### TAREA:
Transcribe como lista JSON de cadenas el tramo del listado que comienza en la línea que contiene "Indicate the engine nacelle" y termina al final del listado, con ambos extremos incluidos. Cada línea debe ser una cadena, y las líneas en blanco se omiten.

Registros del conjunto de datos sobre ubicación de objetos:
● ● ●

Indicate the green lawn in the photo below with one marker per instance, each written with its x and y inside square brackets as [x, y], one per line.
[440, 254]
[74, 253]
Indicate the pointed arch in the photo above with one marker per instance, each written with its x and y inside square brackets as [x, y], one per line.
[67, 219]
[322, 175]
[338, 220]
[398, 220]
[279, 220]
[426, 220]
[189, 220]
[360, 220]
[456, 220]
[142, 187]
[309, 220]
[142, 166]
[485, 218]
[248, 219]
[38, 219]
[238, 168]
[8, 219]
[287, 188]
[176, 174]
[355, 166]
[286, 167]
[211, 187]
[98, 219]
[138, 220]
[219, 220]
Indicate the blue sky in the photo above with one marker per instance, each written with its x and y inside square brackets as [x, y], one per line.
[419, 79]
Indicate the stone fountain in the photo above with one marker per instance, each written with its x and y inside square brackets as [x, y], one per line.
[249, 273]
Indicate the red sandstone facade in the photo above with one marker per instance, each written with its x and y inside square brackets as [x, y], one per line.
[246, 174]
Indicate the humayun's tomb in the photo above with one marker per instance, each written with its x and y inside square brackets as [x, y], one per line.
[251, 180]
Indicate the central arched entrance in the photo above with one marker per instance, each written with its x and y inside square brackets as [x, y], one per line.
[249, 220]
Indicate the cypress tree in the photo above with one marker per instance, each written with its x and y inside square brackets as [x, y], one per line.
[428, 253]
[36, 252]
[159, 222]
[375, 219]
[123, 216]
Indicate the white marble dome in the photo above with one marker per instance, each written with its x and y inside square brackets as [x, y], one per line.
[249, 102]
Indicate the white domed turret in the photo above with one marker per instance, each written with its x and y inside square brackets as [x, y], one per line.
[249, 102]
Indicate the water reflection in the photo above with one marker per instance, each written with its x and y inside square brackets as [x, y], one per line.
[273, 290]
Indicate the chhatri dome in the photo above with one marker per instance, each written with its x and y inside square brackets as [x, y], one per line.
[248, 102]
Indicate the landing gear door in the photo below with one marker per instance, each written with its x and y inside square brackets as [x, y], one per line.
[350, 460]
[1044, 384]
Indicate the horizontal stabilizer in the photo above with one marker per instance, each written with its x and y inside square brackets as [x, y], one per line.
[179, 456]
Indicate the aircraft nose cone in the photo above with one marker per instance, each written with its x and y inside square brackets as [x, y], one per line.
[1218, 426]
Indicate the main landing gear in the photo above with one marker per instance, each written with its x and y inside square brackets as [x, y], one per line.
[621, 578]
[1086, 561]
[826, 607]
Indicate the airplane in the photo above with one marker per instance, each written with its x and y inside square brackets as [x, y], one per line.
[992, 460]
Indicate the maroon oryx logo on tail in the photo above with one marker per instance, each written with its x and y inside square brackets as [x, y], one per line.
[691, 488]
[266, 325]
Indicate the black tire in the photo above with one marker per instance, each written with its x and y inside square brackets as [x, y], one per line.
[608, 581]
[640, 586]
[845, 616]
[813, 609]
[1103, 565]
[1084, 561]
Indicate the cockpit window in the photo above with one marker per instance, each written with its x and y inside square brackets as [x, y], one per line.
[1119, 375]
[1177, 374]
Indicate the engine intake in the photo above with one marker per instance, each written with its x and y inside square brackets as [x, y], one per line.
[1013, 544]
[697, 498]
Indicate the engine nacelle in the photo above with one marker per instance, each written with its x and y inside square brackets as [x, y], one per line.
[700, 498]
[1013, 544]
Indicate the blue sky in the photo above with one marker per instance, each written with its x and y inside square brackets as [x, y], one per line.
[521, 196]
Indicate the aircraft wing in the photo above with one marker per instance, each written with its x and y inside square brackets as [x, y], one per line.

● ● ●

### SALIDA:
[
  "Indicate the engine nacelle in the photo above with one marker per instance, each written with its x and y inside square brackets as [x, y], one per line.",
  "[700, 498]",
  "[1013, 544]",
  "Indicate the blue sky in the photo above with one marker per instance, each written with its x and y inside square brackets as [x, y], one per line.",
  "[521, 196]",
  "Indicate the aircraft wing in the photo above with one marker per instance, each written with its x and y inside square brackets as [x, y], one per line."
]